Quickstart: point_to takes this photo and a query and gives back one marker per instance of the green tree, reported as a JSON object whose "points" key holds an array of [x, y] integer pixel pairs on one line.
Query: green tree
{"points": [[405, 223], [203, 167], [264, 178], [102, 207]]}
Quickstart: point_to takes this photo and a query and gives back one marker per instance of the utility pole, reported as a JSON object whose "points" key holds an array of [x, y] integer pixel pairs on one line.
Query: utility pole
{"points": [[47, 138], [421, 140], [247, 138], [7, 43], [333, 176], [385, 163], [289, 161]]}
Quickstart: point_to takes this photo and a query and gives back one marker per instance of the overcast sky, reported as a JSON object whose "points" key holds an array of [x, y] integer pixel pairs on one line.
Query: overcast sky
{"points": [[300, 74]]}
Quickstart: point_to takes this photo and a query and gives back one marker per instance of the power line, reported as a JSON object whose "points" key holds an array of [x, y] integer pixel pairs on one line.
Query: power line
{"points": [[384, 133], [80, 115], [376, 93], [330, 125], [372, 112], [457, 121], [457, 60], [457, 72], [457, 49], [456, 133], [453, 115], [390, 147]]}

----------

__TASK INSTRUCTIONS__
Render the material from the line containing "of the utility" through the end as a CSV with the two columns request and reply, one row per request. Put each request's text and its answer in a single quoted field each, with line breaks replaced by spaces.

__RESULT OF THIS EXERCISE__
request,reply
"Quickstart: point_to takes this photo and a query and gives back one marker per instance of the utility pole, reported as a JSON object whose ""points"" key holds an array of [x, y] integer pixel pairs on one line. Query: utility pole","{""points"": [[47, 138], [421, 140], [247, 138], [7, 43], [333, 176], [385, 163], [289, 161]]}"
"Quickstart: point_to takes this photo and a query and gives back one marker per instance of the overcast sky, reported as a JSON object whose ""points"" key holds an array of [x, y] integer pixel pairs on one line. Query: overcast sky","{""points"": [[300, 74]]}"
"Quickstart: point_to takes this photo and a query and gives back one marker per instance of the power line, reported as a JSON object whose ""points"" key holds an array of [x, y] integer pixel pairs on one line. Query: power line","{""points"": [[384, 133], [80, 115], [376, 93], [330, 125], [372, 112], [457, 121], [457, 60], [457, 72], [457, 49], [456, 133], [453, 115], [390, 147]]}"